Extrait présenté:

Plusieurs langues,même combat…
Une impression se dégage aussi de ces jours de grande ferveur : l’Algérie découvre sa diversité. Parlant l’arabe populaire ou le berbère dans toutes ses variantes, l’Algérien a découvert qu’il est différent de ses « frères » arabes de l’Orient qui ne semblent pas vouloir reconnaître l’appartenance de cette partie du Maghreb à la « oumma » éternelle. « J’ai laissé le village en effervescence. Notre frustration a été grande au lendemain du match du Caire. On ne peut qu’espérer un sursaut des Verts. Dans notre village de Larbaâ Nath Irathen, le comité a promis de fêter la victoire par l’organisation d’un gala entre jeunes », raconte Akli, qui s’est fait accompagner dans son safari au Soudan par son fils, « un collégien fan de Chaouchi » et deux cousins, des mordus de l’EN et de la JSK. Commerçant « prospère » de la Haute-Kabylie, Akli affirme que la décision qu’il a prise n’a pas nécessité « trop de gymnastique intellectuelle ».
C’est par milliers que des supporters ont afflué à l’aéroport international deux jours avant le match et le jour même de la rencontre. Arrivés au Soudan, les plus « aisés » s’offraient les services des taxis khartoumis et logeaient dans des hôtels ou louaient chez des particuliers, alors que le gros des troupes, sans le sou, se débrouillaient comme ils le pouvaient. Des jeunes ont pris possession du siège de la représentation algérienne à Khartoum, transformant complètement les locaux. Le ministre de la Jeunesse et des Sports, présent dans la capitale soudanaise, leur lancera, sérieux : « Il ne faut pas décevoir les espoirs des Algériens et se comporter en hommes dignes. » L’écho a été favorable malgré quelques agissements sans importance. « Il y en a parmi les supporters qui mangeaient dans les restaurants et filaient à l’anglaise. D’autres ont même tabassé un chauffeur de taxi. Mais les Soudanais ont trouvé que les Algériens étaient respectables et respectueux des coutumes locales », assure un agent de sécurité à la Fédération soudanaise. « Des jeunes étaient munis de couteaux, mais je ne pense pas qu’ils en ont fait usage. »

Consigne: Prolongez l'article sur les supporters algériens partis au Soudan en reprenant après sa dernière phrase.

(Lignes tirées d'un jeu de données)

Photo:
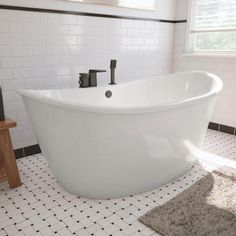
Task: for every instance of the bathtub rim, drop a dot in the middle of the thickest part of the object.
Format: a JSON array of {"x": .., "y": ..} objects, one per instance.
[{"x": 218, "y": 85}]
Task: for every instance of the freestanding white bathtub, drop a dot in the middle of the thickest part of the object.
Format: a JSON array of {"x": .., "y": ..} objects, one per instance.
[{"x": 140, "y": 138}]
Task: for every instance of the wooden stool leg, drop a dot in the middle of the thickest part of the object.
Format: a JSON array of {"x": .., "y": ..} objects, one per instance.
[{"x": 9, "y": 160}]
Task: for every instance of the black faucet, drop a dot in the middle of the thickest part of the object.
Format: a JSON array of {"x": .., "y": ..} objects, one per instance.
[
  {"x": 89, "y": 79},
  {"x": 112, "y": 67}
]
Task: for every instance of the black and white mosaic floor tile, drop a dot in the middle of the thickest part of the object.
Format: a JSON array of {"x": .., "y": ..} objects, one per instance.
[{"x": 41, "y": 207}]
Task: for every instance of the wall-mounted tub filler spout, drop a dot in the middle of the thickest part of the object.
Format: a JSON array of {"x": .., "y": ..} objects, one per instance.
[
  {"x": 89, "y": 79},
  {"x": 113, "y": 67}
]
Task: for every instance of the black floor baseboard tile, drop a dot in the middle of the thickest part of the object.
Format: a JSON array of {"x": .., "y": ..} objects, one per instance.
[{"x": 31, "y": 150}]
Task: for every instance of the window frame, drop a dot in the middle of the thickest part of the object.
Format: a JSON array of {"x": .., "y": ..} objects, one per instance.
[{"x": 189, "y": 39}]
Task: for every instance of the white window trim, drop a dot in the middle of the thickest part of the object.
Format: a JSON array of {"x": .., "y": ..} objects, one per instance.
[{"x": 189, "y": 39}]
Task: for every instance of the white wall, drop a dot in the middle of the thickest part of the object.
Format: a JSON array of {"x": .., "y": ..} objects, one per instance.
[
  {"x": 45, "y": 50},
  {"x": 225, "y": 67}
]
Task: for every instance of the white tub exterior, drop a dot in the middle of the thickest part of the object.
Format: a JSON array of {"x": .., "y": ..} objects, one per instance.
[{"x": 140, "y": 138}]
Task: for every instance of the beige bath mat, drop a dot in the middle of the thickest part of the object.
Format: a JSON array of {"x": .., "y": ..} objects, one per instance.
[{"x": 207, "y": 208}]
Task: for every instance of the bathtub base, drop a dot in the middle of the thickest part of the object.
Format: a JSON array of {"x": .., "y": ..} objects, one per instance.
[{"x": 124, "y": 188}]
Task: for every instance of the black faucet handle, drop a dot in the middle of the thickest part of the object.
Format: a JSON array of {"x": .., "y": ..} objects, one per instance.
[
  {"x": 93, "y": 77},
  {"x": 96, "y": 71},
  {"x": 113, "y": 64}
]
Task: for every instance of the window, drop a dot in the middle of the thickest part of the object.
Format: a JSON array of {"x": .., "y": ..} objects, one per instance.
[{"x": 212, "y": 26}]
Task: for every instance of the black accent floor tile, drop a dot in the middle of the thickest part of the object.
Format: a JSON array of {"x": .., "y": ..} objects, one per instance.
[
  {"x": 213, "y": 126},
  {"x": 19, "y": 153},
  {"x": 227, "y": 129}
]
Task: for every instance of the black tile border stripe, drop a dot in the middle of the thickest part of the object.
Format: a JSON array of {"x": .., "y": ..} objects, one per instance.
[
  {"x": 7, "y": 7},
  {"x": 27, "y": 151},
  {"x": 35, "y": 149},
  {"x": 222, "y": 128}
]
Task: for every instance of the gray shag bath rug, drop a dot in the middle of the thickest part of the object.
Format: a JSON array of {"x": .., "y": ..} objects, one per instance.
[{"x": 207, "y": 208}]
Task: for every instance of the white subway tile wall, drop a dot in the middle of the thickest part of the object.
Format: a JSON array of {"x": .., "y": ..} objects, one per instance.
[
  {"x": 47, "y": 50},
  {"x": 224, "y": 67}
]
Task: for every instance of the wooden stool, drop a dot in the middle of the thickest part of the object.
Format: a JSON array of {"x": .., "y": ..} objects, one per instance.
[{"x": 8, "y": 167}]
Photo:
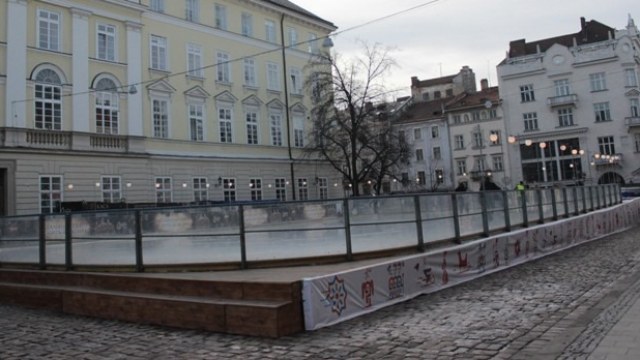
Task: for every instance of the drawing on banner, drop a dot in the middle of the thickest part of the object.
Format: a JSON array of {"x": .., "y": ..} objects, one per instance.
[
  {"x": 425, "y": 277},
  {"x": 396, "y": 279},
  {"x": 445, "y": 274},
  {"x": 496, "y": 254},
  {"x": 336, "y": 295},
  {"x": 368, "y": 288},
  {"x": 482, "y": 257},
  {"x": 463, "y": 262}
]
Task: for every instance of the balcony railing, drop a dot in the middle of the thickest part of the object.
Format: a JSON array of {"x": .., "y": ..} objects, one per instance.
[
  {"x": 632, "y": 121},
  {"x": 563, "y": 100}
]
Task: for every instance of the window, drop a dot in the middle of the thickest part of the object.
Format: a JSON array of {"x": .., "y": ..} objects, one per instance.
[
  {"x": 194, "y": 60},
  {"x": 251, "y": 117},
  {"x": 602, "y": 111},
  {"x": 273, "y": 76},
  {"x": 200, "y": 189},
  {"x": 323, "y": 188},
  {"x": 565, "y": 117},
  {"x": 439, "y": 174},
  {"x": 459, "y": 141},
  {"x": 634, "y": 107},
  {"x": 461, "y": 167},
  {"x": 107, "y": 111},
  {"x": 246, "y": 21},
  {"x": 422, "y": 178},
  {"x": 606, "y": 145},
  {"x": 312, "y": 43},
  {"x": 478, "y": 141},
  {"x": 630, "y": 78},
  {"x": 497, "y": 162},
  {"x": 160, "y": 118},
  {"x": 192, "y": 10},
  {"x": 281, "y": 189},
  {"x": 298, "y": 130},
  {"x": 224, "y": 120},
  {"x": 106, "y": 44},
  {"x": 296, "y": 81},
  {"x": 437, "y": 154},
  {"x": 303, "y": 189},
  {"x": 196, "y": 121},
  {"x": 229, "y": 189},
  {"x": 157, "y": 5},
  {"x": 270, "y": 31},
  {"x": 50, "y": 194},
  {"x": 526, "y": 93},
  {"x": 111, "y": 189},
  {"x": 256, "y": 189},
  {"x": 597, "y": 81},
  {"x": 495, "y": 137},
  {"x": 293, "y": 37},
  {"x": 250, "y": 72},
  {"x": 48, "y": 30},
  {"x": 159, "y": 53},
  {"x": 530, "y": 121},
  {"x": 223, "y": 68},
  {"x": 276, "y": 127},
  {"x": 164, "y": 193},
  {"x": 221, "y": 16},
  {"x": 562, "y": 87},
  {"x": 48, "y": 100}
]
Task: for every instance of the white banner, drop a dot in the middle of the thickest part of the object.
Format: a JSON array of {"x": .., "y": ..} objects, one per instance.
[{"x": 333, "y": 298}]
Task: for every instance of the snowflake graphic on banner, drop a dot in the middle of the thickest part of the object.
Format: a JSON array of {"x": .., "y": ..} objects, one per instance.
[{"x": 337, "y": 295}]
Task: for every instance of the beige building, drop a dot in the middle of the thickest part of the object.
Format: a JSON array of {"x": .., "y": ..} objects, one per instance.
[{"x": 156, "y": 101}]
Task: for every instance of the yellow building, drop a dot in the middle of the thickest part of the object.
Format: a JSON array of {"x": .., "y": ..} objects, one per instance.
[{"x": 156, "y": 101}]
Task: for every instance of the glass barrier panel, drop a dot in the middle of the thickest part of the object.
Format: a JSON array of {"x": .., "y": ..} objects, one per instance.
[{"x": 295, "y": 244}]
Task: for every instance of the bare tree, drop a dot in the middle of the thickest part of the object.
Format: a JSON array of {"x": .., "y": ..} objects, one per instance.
[{"x": 351, "y": 133}]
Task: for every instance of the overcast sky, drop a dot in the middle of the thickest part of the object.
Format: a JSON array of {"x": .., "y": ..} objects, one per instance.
[{"x": 443, "y": 35}]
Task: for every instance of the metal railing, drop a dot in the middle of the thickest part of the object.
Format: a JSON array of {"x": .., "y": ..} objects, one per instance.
[{"x": 261, "y": 232}]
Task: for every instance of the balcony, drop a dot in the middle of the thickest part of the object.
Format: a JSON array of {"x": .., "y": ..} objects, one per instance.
[
  {"x": 633, "y": 121},
  {"x": 563, "y": 100},
  {"x": 608, "y": 160}
]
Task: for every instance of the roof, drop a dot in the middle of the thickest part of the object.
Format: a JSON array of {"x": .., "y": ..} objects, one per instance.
[
  {"x": 295, "y": 8},
  {"x": 590, "y": 32}
]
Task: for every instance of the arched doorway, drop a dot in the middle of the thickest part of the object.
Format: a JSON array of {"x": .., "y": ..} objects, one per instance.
[{"x": 610, "y": 178}]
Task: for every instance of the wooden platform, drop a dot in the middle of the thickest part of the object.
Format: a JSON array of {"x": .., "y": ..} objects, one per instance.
[{"x": 237, "y": 306}]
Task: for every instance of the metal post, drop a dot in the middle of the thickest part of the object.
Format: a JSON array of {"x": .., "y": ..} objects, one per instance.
[
  {"x": 566, "y": 202},
  {"x": 418, "y": 211},
  {"x": 525, "y": 216},
  {"x": 553, "y": 204},
  {"x": 347, "y": 228},
  {"x": 485, "y": 215},
  {"x": 540, "y": 206},
  {"x": 68, "y": 236},
  {"x": 42, "y": 249},
  {"x": 243, "y": 240},
  {"x": 507, "y": 214},
  {"x": 138, "y": 241},
  {"x": 456, "y": 218}
]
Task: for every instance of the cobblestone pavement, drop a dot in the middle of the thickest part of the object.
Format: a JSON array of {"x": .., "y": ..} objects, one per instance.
[{"x": 556, "y": 307}]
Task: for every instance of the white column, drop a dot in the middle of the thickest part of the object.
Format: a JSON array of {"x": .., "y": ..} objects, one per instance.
[
  {"x": 16, "y": 84},
  {"x": 80, "y": 72},
  {"x": 134, "y": 77}
]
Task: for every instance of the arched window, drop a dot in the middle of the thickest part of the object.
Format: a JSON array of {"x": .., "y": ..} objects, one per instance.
[
  {"x": 107, "y": 109},
  {"x": 48, "y": 100}
]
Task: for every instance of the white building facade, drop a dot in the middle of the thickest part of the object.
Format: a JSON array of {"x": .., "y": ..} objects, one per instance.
[
  {"x": 572, "y": 106},
  {"x": 156, "y": 101}
]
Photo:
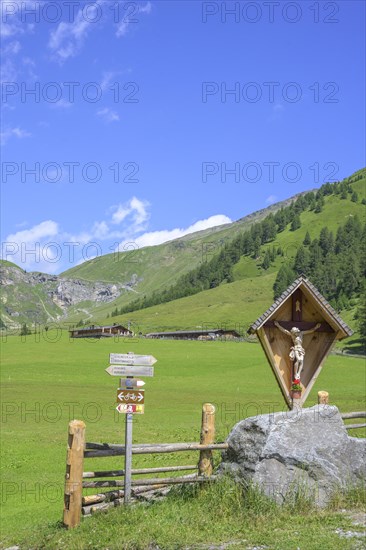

Production attendue:
Ce sont les Égyptiens qui ont commencé les premiers, la provocation. Il faut répondre à de telles réactions d’hostilité par la diplomatie. « Houma faraïna hna karassina » (eux ce sont des Pharaons, nous des Corsaires, lance un instituteur sexagénaire de Chlef décidé à rallier par tous les moyens le pays de Tayeb Saleh (grand écrivain soudanais). Etudiant à l’USTHB, Mohand semble vouloir, contrairement aux nombreux supporters, voir du pays, en se déplaçant au Soudan. « L’occasion s’est présentée, je ne peux pas la rater. Pourtant, en venant je perds des points. Lundi prochain, j’ai malheureusement des TP que je vais rater. Mais j’ai quand même une satisfaction, découvrir une autre ville », dit, amusé, Mohand qui marche, cabas en bandoulière, en direction de l’aéroport de Khartoum pris d’assaut par des milliers de supporters à la fin du match.